WORK TASK | Look through the data below. Collect every line where the word "mirror" occurs.

DATA LISTING |
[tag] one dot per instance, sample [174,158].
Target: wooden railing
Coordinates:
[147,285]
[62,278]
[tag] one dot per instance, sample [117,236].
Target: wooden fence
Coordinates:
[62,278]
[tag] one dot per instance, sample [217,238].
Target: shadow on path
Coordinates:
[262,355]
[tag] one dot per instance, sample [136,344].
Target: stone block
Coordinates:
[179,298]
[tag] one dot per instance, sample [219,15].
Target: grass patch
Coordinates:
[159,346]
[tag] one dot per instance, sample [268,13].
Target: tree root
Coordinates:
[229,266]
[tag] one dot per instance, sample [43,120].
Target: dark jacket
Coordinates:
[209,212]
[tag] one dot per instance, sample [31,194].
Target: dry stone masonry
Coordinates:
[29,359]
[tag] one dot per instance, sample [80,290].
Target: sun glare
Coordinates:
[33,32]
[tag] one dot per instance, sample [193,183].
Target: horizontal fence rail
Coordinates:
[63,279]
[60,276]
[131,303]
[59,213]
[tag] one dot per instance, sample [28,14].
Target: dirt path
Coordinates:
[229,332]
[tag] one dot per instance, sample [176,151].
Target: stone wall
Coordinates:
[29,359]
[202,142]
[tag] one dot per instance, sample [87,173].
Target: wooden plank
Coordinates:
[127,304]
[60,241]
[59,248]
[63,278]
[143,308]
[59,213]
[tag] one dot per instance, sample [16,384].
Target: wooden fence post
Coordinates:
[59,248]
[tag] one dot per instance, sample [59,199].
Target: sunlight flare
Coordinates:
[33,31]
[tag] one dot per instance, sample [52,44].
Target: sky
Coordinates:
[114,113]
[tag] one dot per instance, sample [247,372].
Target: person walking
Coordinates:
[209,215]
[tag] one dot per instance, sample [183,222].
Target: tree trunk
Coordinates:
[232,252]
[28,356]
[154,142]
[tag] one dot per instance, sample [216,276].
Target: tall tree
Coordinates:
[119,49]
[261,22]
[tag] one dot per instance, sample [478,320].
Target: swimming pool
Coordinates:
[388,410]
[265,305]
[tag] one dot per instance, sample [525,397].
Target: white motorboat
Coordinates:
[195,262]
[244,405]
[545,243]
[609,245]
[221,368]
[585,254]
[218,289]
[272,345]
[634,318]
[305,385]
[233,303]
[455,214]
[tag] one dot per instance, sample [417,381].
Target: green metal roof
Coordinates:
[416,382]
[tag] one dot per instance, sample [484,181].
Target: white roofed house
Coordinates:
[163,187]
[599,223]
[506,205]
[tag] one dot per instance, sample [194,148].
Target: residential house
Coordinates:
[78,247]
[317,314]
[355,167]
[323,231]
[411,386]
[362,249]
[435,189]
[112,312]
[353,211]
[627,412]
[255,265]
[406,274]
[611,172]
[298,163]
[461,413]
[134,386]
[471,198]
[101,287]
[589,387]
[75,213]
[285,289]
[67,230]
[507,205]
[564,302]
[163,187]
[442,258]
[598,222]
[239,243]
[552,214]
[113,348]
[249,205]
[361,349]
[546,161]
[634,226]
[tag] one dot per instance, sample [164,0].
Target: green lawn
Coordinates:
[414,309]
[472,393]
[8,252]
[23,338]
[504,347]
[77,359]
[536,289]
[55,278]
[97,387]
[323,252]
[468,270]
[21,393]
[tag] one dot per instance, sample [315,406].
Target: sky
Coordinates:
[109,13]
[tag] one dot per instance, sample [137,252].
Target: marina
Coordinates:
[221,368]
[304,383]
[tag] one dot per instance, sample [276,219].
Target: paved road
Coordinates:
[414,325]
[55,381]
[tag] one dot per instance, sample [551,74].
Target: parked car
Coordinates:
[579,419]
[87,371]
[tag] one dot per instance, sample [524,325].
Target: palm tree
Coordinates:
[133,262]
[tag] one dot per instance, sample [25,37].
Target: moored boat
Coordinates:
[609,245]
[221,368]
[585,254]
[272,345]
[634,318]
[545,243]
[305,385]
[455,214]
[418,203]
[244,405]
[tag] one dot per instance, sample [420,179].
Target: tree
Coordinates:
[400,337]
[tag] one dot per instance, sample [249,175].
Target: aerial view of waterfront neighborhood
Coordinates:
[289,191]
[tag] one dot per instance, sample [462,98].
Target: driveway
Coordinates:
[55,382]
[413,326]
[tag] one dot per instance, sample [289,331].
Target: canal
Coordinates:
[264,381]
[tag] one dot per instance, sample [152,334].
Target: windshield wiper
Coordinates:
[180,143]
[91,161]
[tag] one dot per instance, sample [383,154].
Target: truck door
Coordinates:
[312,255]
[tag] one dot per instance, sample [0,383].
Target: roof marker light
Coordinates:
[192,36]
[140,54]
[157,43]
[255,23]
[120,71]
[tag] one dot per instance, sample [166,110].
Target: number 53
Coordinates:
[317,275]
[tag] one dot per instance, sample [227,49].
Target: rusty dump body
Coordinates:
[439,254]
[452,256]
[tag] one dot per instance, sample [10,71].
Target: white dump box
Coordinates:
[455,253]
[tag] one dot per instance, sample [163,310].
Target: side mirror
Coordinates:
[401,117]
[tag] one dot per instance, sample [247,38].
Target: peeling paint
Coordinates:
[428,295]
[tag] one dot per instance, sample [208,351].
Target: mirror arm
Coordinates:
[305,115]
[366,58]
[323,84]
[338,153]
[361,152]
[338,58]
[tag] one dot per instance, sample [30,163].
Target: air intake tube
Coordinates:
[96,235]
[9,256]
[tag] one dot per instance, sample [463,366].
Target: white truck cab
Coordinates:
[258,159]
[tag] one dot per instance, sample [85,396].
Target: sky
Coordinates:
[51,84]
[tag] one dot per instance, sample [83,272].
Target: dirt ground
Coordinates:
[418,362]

EXPECTED ANSWER |
Target: side mirror
Target: mirror arm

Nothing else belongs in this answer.